(Stored data entries)
┄┄┄┄┄┄
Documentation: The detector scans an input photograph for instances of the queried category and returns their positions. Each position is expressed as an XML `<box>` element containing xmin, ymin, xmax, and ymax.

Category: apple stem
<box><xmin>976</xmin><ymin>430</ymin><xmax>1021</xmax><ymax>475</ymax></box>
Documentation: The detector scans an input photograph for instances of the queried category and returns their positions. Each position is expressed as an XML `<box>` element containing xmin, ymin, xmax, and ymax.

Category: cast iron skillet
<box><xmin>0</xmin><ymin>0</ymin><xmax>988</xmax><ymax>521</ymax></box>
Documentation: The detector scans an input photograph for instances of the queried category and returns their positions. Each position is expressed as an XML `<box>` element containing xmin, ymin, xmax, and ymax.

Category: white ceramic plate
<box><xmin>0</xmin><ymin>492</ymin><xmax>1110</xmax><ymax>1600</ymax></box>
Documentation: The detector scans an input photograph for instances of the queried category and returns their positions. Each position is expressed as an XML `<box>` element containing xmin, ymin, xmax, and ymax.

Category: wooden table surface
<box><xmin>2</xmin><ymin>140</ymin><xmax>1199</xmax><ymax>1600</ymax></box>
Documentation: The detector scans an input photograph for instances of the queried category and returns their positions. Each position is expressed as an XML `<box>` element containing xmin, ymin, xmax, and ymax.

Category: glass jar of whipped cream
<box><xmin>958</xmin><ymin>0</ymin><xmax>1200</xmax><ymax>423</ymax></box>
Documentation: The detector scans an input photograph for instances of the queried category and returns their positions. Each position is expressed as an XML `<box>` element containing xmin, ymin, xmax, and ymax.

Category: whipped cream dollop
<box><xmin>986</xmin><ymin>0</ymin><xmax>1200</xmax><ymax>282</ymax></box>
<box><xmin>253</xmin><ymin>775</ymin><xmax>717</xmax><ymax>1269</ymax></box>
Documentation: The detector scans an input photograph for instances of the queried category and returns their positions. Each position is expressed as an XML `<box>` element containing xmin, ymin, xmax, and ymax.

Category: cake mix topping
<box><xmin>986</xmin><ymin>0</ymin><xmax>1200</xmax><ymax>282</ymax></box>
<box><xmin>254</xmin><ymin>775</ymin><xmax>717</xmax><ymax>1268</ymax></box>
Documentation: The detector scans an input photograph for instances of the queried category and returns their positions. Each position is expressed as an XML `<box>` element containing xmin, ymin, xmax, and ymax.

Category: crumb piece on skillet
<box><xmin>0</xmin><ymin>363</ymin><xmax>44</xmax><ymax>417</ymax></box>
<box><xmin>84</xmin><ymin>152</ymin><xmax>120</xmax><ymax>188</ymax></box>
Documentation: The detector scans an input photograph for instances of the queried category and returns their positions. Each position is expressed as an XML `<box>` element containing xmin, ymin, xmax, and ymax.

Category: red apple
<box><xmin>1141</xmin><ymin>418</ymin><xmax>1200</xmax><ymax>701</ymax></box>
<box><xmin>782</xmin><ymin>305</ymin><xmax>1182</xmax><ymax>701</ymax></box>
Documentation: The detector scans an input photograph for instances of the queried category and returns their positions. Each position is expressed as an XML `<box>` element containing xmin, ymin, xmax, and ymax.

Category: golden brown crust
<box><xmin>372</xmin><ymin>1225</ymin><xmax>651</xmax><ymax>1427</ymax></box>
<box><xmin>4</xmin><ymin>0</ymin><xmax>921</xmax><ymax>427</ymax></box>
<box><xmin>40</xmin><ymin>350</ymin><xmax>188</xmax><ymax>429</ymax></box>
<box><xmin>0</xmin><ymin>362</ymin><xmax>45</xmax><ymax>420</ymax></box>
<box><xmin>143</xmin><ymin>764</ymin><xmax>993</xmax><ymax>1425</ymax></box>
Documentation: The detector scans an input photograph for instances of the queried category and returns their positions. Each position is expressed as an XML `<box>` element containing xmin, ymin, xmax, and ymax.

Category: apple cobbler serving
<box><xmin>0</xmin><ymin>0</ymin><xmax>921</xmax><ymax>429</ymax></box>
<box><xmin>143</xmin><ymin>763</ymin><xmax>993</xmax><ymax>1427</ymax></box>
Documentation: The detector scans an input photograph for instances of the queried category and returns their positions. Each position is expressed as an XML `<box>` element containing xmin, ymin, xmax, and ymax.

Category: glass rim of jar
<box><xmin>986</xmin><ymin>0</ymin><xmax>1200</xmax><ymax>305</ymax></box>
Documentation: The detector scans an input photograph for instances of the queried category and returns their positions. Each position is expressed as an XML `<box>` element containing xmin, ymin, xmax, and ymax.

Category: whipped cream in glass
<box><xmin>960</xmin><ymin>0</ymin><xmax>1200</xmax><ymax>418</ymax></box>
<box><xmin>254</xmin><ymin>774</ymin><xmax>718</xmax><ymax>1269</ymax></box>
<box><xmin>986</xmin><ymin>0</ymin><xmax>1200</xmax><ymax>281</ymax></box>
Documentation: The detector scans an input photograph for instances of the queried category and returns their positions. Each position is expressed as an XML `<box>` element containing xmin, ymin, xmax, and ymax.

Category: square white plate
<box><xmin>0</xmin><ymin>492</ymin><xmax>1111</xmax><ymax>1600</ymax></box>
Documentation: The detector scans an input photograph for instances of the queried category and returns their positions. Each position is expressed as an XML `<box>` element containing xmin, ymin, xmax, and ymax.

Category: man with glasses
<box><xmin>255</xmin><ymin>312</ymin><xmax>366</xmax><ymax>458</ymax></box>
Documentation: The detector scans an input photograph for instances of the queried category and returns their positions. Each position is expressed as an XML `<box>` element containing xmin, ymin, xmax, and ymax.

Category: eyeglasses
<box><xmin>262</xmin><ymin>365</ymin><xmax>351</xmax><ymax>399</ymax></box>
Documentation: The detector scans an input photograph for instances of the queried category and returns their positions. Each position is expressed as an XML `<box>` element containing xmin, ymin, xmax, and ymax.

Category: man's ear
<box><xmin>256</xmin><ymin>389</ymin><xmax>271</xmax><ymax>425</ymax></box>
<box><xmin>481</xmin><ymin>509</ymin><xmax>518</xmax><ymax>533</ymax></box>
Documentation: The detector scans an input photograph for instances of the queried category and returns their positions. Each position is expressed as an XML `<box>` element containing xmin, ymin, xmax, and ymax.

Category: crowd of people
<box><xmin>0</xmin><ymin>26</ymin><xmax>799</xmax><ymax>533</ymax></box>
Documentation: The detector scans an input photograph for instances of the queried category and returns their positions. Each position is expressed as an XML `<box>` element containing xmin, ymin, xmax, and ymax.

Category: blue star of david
┄┄┄┄┄┄
• WORK TASK
Every record shown above should be set down again exactly.

• EXERCISE SOLUTION
Documentation: The detector scans an input photograph for instances of the queried category and returns their positions. Each position is expressed as an XML `<box>` element containing xmin, ymin, xmax, and ymax.

Category: apple stem
<box><xmin>976</xmin><ymin>430</ymin><xmax>1021</xmax><ymax>475</ymax></box>
Documentation: The detector scans an input photograph for instances of the queried category and returns their positions. Each position is expressed as an XML `<box>` element containing xmin, ymin, xmax, and ymax.

Category: cast iron skillet
<box><xmin>0</xmin><ymin>0</ymin><xmax>988</xmax><ymax>521</ymax></box>
Documentation: The detector scans an input photograph for instances of the queried category and returns their positions. Each position is expressed as an XML `<box>` element containing xmin, ymin, xmax, and ymax.

Category: white ceramic plate
<box><xmin>0</xmin><ymin>492</ymin><xmax>1110</xmax><ymax>1600</ymax></box>
Documentation: The detector scans an input photograph for instances of the queried category and returns their positions. Each position is expressed as an XML `<box>` element containing xmin, ymin, xmax, and ymax.

Category: wooden table surface
<box><xmin>2</xmin><ymin>140</ymin><xmax>1199</xmax><ymax>1600</ymax></box>
Documentation: The detector scans an input photograph for instances of the queried category and returns their positions. Each position is expressed as an XML `<box>` element containing xmin, ymin, xmax, and ymax.

Category: glass jar of whipped cream
<box><xmin>958</xmin><ymin>0</ymin><xmax>1200</xmax><ymax>423</ymax></box>
Documentation: The detector scans an input photograph for instances of the queried category and returns their positions. Each position is expressed as an XML `<box>` element containing xmin, ymin, xmax, and ymax.

Category: whipped cream dollop
<box><xmin>986</xmin><ymin>0</ymin><xmax>1200</xmax><ymax>282</ymax></box>
<box><xmin>253</xmin><ymin>775</ymin><xmax>717</xmax><ymax>1269</ymax></box>
Documentation: The detector scans an input photograph for instances of the queried category and returns their positions. Each position is expressed as an XML `<box>` element containing xmin, ymin, xmax, and ymax.

Category: cake mix topping
<box><xmin>986</xmin><ymin>0</ymin><xmax>1200</xmax><ymax>282</ymax></box>
<box><xmin>254</xmin><ymin>775</ymin><xmax>717</xmax><ymax>1268</ymax></box>
Documentation: The detector scans an input photograph for instances of the queried category and returns their positions. Each position is expressed as an XML `<box>` element containing xmin, ymin, xmax, and ymax.

Category: crumb piece on skillet
<box><xmin>0</xmin><ymin>363</ymin><xmax>44</xmax><ymax>417</ymax></box>
<box><xmin>84</xmin><ymin>152</ymin><xmax>120</xmax><ymax>188</ymax></box>
Documentation: The detector scans an input photograph for instances of the queried category and returns their positions. Each position is expressed as an XML `<box>` element containing xmin, ymin, xmax, and ymax.

Category: red apple
<box><xmin>1141</xmin><ymin>418</ymin><xmax>1200</xmax><ymax>701</ymax></box>
<box><xmin>782</xmin><ymin>305</ymin><xmax>1182</xmax><ymax>701</ymax></box>
Documentation: The detector scans an input photograph for instances of the queried category and returns their positions. Each position is expressed as an XML `<box>` element containing xmin, ymin, xmax, and ymax.

Category: golden brown crust
<box><xmin>372</xmin><ymin>1225</ymin><xmax>651</xmax><ymax>1427</ymax></box>
<box><xmin>4</xmin><ymin>0</ymin><xmax>921</xmax><ymax>427</ymax></box>
<box><xmin>40</xmin><ymin>350</ymin><xmax>188</xmax><ymax>429</ymax></box>
<box><xmin>0</xmin><ymin>362</ymin><xmax>45</xmax><ymax>420</ymax></box>
<box><xmin>143</xmin><ymin>764</ymin><xmax>993</xmax><ymax>1425</ymax></box>
Documentation: The detector scans an input photograph for instances of the queried category and returns their positions. Each position is expressed as an XML `<box>` element containing xmin, ymin, xmax, and ymax.

Category: apple cobbler serving
<box><xmin>0</xmin><ymin>0</ymin><xmax>921</xmax><ymax>429</ymax></box>
<box><xmin>143</xmin><ymin>763</ymin><xmax>993</xmax><ymax>1427</ymax></box>
Documentation: The detector scans an input photograph for instances of the queried category and returns their positions. Each position is expressed as an XML `<box>` element containing xmin, ymin, xmax, and ymax.

Category: glass rim of jar
<box><xmin>986</xmin><ymin>0</ymin><xmax>1200</xmax><ymax>305</ymax></box>
Documentation: The detector scans an input photograph for instances of the queried category and returns their positions. Each position is expressed as an XML `<box>` element containing xmin, ymin, xmax, and ymax.

Category: whipped cream in glass
<box><xmin>960</xmin><ymin>0</ymin><xmax>1200</xmax><ymax>418</ymax></box>
<box><xmin>254</xmin><ymin>774</ymin><xmax>718</xmax><ymax>1269</ymax></box>
<box><xmin>986</xmin><ymin>0</ymin><xmax>1200</xmax><ymax>281</ymax></box>
Documentation: The detector scans an input photograph for instances of the queried category and returns their positions. Each position is expressed as an XML `<box>` element containing xmin, ymin, xmax, and ymax.

Category: square white plate
<box><xmin>0</xmin><ymin>492</ymin><xmax>1111</xmax><ymax>1600</ymax></box>
Documentation: The detector scans an input photograph for instances of the queried category and returns their positions. Each position is expressed as an XML `<box>` element containing xmin, ymin, xmax, and ymax.

Category: man with glasses
<box><xmin>255</xmin><ymin>312</ymin><xmax>366</xmax><ymax>458</ymax></box>
Documentation: The detector scans an input photograph for instances of the queried category and returns their positions. Each position is expressed as an XML `<box>` element containing xmin, ymin, xmax, and ymax.

Category: eyeglasses
<box><xmin>262</xmin><ymin>365</ymin><xmax>351</xmax><ymax>399</ymax></box>
Documentation: The detector scans an input photograph for instances of the queried category and returns their positions. Each position is expressed as an XML `<box>` element containing xmin, ymin, xmax, and ymax.

Category: man's ear
<box><xmin>256</xmin><ymin>389</ymin><xmax>271</xmax><ymax>425</ymax></box>
<box><xmin>481</xmin><ymin>509</ymin><xmax>518</xmax><ymax>533</ymax></box>
Documentation: The detector scans an input photograph for instances of the queried category and returns their positions. Each position is expressed as an XML `<box>` element containing xmin, ymin, xmax, and ymax.

Category: crowd of people
<box><xmin>0</xmin><ymin>26</ymin><xmax>799</xmax><ymax>533</ymax></box>
Documentation: The detector scans an input photograph for instances of the queried category and returns their positions. Each position is expressed as an XML `<box>` element containing xmin, ymin, xmax, and ymax.

Category: blue star of david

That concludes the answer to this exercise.